Sunday, May 22, 2016

That's what SHE said: disciplining another's child, what kids lose when they grow up with more, Sheryl Sandberg's on resilience, how to turn Tinder messages into art, Shakespeare in the parks and more...





Preach! A veteran mom explains the importance of discipline for her child and for yours..."That’s right: If your kid shoves my kid, I’m going to speak up. If we are at a PTA event and your kid is rude to me, I will call them on their behavior. If your child is being a monster on the swings and my kid has been waiting for 10 minutes for their turn, you better believe this mama is going to say something. I’ve spent too many years drilling good behavior and discipline into my kids that I’m not willing to sit by and watch them get trampled for following the rules. I will be polite and respectful when I speak to your child, and frankly, I fully expect that another parent would call my kid on their poor behavior too."


A call to all parents to let out children be children and relax with the helicopter parenting..."Today we live in a culture of fear—fear of pain, fear of loss, fear of strangers, fear of failure—and our children are the biggest victims. We want to protect them from everything, to keep them safe and happy and wonderful, but all that’s creating is a culture of helicopter parenting and a generation of children who can’t think for themselves."




A refreshing perspective on cancer not being part of some divine plan that God has tailored for each patient in order to provoke a perverse glory..."Sadly, there are many self-professed Christians who are convinced in their utmost being that the God does indeed give people cancer (while also intentionally inflicting every other imaginable form of evil on creation). Which means there are countless other Christians who walk into their first session of chemotherapy treatment or sit beside a loved one with Alzheimers or survive a brutal sexual assault only to be told that such unspeakable evil is all part of God’s plan. That God willed their suffering for his own glory."


As a kid who witnessed his family launch out of the lower class after his father suffered a freak accident helped pave the way for a healthy settlement, Kenya Barris grew up with the unique perspective of understanding the different rungs of the social class ladder. As a wealthy and successful father, he can't help but wonder what his children are losing by growing up with little struggle and plenty of abundance..."My mom went through civil rights; my dad went through civil rights. My name was Kenya because they wanted to give me an African name. Subsequently, my generation sort of took more of ... an intellectual sort of revolutionary approach. There was Public Enemy and The Autobiography of Malcolm X exploded; there was the Malcolm X movie; there was Spike Lee. We sort of became more of philosophical revolutionaries. Now, my kids and their generation ... [when the] Trayvon Martin incident happened and my daughter came in and I was like, "How do you feel about this?" and she was like, "We're really upset. Kids I know are protesting." I'm like, "That's awesome. What are you doing?" And she said, "Look, we're doing it on Instagram." And she shows me this Instagram picture and it's just a black frame ... and I'm like, "OK, so where's the protest?" She's like, "This is it. Look how many people are putting black on their Instagram." I realized, this must be the most low-rent protest I've ever seen in my life. I was like, "I can't get a small trash can fire? I don't know, like, anything?" It really showed me the generational difference."

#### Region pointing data

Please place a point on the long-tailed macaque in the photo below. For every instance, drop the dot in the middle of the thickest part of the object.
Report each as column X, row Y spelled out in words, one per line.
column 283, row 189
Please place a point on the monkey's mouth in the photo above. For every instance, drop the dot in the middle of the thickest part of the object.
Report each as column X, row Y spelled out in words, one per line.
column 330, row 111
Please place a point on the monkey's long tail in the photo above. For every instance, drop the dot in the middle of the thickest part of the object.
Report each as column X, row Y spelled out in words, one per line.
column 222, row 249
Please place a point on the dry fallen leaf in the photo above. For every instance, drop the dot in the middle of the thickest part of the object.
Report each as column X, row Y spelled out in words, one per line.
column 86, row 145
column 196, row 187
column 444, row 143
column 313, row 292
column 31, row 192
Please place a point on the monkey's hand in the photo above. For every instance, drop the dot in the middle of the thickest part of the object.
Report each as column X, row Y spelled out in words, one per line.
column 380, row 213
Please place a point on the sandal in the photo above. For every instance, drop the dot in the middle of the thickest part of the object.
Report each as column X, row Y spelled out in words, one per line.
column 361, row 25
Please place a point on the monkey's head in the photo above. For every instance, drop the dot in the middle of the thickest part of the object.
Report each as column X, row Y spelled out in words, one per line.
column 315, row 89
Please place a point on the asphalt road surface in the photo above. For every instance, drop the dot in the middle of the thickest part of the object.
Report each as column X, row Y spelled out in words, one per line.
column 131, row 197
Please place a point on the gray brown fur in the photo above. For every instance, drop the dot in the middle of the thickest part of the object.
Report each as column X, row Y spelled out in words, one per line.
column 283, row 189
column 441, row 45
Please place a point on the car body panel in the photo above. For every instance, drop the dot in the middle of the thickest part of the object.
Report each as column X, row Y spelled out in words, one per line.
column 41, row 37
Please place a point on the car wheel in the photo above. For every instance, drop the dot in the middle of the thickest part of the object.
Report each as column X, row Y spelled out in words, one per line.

#### Using the information
a – In the roundup, return the passage that begins at the words "That's what SHE" and stops after "parks and more...", copied word for word.
b – According to the roundup, why was Kenya Barris given the name Kenya?

#### Results of the tasks
a –
That's what SHE said: disciplining another's child, what kids lose when they grow up with more, Sheryl Sandberg's on resilience, how to turn Tinder messages into art, Shakespeare in the parks and more...

b – His parents wanted to give him an African name.